### [Given task]
Exactly reproduce the lines from the line bearing "Each instance of the tree" through the end of the listing, inclusive of both; pictures are to be omitted.
######
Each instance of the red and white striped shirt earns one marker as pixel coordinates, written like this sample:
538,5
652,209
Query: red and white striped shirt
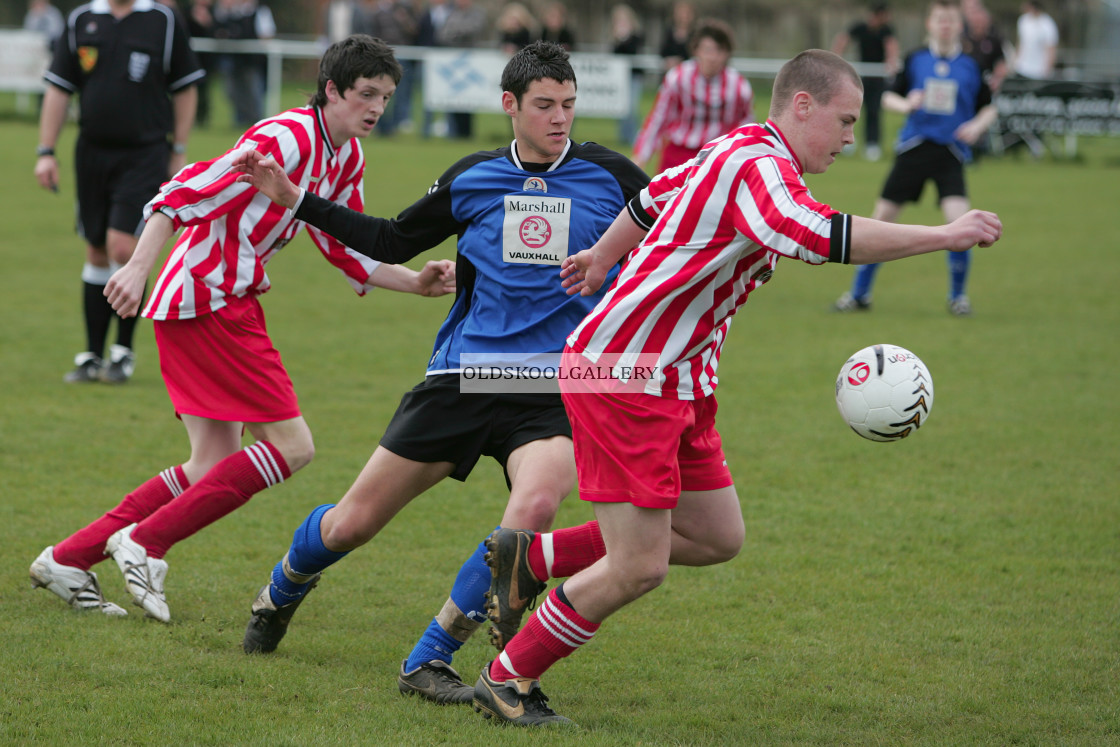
232,230
720,223
691,110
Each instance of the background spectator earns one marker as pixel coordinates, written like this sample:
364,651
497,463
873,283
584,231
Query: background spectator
245,74
877,44
983,43
699,100
674,41
1037,43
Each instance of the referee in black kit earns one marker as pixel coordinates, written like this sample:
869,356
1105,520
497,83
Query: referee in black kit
131,63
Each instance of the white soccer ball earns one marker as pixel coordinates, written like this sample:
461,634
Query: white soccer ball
884,392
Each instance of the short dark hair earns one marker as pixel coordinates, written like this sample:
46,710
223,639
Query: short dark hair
537,62
355,56
714,29
815,72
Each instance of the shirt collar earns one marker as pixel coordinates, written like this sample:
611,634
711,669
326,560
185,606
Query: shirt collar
103,7
552,167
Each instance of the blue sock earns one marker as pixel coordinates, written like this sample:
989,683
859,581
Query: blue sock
468,596
435,643
306,558
861,283
958,272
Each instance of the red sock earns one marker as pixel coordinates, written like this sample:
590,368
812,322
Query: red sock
554,631
566,551
225,487
86,547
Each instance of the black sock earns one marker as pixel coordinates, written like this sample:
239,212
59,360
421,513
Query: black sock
127,327
99,314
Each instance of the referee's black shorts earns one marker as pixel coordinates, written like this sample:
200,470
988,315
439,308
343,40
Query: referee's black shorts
924,162
436,422
114,184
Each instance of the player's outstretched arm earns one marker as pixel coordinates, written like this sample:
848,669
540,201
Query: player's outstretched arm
876,241
264,174
585,271
124,290
437,278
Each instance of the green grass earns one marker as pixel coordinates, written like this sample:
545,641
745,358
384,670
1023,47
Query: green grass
960,587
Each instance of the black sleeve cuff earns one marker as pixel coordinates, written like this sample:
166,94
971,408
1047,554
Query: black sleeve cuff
840,244
640,215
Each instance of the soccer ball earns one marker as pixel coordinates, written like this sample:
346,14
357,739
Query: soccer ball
884,392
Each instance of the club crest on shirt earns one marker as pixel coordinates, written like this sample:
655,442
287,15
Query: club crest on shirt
535,231
87,58
138,66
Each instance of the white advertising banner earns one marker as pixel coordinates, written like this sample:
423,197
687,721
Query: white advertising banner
470,81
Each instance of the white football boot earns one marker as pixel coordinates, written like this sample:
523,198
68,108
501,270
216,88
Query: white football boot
77,588
143,576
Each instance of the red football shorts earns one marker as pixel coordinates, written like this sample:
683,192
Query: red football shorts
644,449
223,366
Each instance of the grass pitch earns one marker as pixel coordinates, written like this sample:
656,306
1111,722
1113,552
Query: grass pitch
960,587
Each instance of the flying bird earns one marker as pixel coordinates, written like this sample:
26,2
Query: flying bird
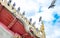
52,4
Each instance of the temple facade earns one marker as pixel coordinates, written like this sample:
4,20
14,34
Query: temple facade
15,25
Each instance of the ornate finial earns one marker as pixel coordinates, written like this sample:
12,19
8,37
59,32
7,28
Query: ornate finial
13,5
42,28
30,20
9,2
34,24
23,13
18,9
40,19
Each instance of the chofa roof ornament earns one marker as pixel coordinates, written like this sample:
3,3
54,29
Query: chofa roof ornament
21,17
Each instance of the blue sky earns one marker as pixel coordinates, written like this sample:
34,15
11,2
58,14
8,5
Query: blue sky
36,8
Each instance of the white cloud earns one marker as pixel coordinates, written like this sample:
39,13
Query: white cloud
47,14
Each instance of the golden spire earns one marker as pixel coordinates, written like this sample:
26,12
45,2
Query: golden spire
42,31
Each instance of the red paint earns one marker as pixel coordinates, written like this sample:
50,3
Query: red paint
6,18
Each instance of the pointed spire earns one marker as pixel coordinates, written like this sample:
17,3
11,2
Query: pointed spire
30,20
13,5
18,9
34,23
42,27
42,31
40,19
23,13
9,2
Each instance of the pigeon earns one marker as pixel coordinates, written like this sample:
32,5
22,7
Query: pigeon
52,4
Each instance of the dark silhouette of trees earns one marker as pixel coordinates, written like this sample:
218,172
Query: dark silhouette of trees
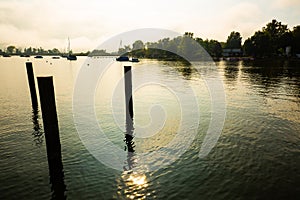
271,41
234,41
10,49
296,40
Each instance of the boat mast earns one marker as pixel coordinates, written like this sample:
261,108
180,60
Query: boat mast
69,46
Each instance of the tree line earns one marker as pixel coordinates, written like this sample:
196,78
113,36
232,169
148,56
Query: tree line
273,40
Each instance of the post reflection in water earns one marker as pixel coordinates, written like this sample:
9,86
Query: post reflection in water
133,183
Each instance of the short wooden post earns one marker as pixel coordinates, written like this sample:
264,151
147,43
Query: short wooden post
47,99
30,76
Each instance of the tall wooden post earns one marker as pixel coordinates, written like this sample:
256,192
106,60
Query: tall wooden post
30,76
128,93
47,99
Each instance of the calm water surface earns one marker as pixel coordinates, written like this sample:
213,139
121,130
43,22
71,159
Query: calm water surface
257,155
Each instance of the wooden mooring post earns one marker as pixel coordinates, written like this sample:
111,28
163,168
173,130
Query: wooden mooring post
128,93
48,107
31,82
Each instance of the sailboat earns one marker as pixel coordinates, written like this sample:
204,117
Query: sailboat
70,56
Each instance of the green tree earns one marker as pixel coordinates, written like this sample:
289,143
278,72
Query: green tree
137,45
296,39
279,36
234,41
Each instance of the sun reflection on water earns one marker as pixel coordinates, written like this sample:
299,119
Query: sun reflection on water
134,185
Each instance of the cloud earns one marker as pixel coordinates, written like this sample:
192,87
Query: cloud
286,4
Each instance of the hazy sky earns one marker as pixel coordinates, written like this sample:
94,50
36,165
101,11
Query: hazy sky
48,23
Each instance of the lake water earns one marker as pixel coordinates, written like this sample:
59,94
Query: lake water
257,155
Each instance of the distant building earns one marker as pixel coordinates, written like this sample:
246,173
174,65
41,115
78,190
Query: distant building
232,52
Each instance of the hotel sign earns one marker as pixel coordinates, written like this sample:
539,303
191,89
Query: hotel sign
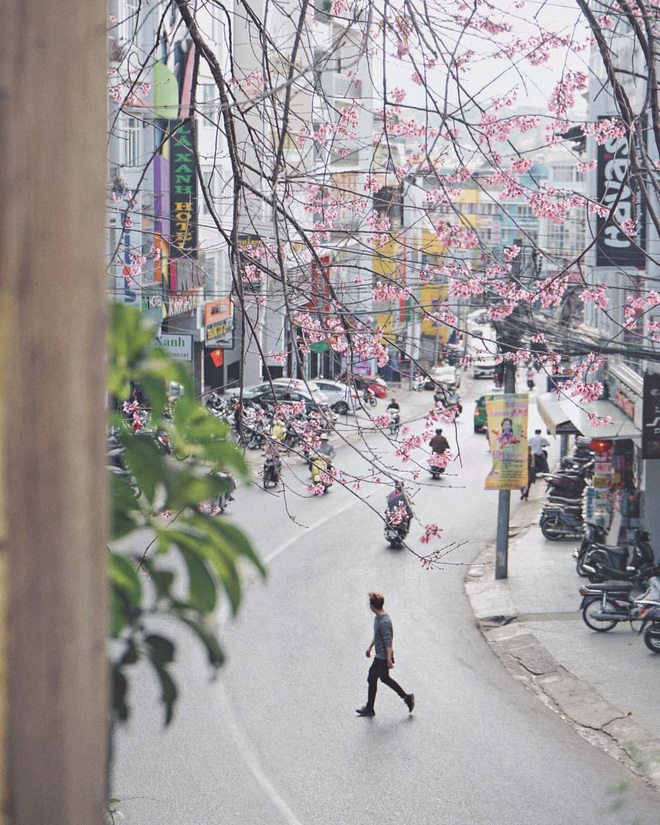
617,189
183,190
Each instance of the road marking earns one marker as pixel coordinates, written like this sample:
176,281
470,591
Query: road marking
242,743
294,539
252,763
######
### [Finished answer]
Each instance of the tree line earns one marker as pixel coordinates, written like this sample:
196,78
113,36
232,169
148,56
Query: tree line
273,40
Each instance of the post reflection in water earns one marker as pixel coordinates, written like this sample:
9,86
Query: post reflection in water
133,183
Each instance of the short wooden post earns one marker as pixel coordinates, written like this sample:
264,151
147,43
Query: short wooden post
47,99
30,76
Each instance of the tall wooden post earns one marker as pixel coordinates, written like this sample:
256,192
106,60
Query: tall wooden post
30,76
128,93
47,99
Each instance of the calm water surface earns one marker as pixel coordinates, written like this sample:
213,139
121,130
43,22
71,159
Query: calm water surface
257,155
Each instance of the wooden mooring post earns one marker as pixel coordinates, written like this sample:
111,28
163,168
173,130
Query: wooden mooring post
128,93
48,107
31,82
Each instance of the sailboat earns one marker as pixel coordinates, written like this sample:
204,117
Query: sailboat
70,56
Each instance of the green tree earns one marker as pixel coordinates, written like this sample:
289,143
278,72
Query: green tree
137,45
296,39
279,36
234,41
Each instance of the sun reflection on water earns one marker as pixel coordinates, written like this sample:
299,119
Query: sun reflection on water
134,185
Each instance of the cloud earns one marker as pixel coordinates, written like this sample:
192,87
Query: cloud
286,4
Each instance of the hazy sky earns one marker as pixel coordinates, written like this sample:
94,50
36,165
101,11
Query: hazy sky
48,23
Each instance of the lake water earns one marker as pixel coordinates, written like this sample:
59,94
Query: lake water
257,155
Each instance of the distant building earns one marker as pixel coordinates, written like this sample:
246,173
174,65
41,115
78,190
Query: distant building
232,52
Each instance of the hotel sign earns one marker as pixel coordinates, written like this sample:
539,303
191,89
Query: hotel sign
617,189
183,190
Each instance of the road marking earns one marker as pixel coordinates, written like this sample:
176,281
470,591
Query: road marking
242,743
294,539
252,763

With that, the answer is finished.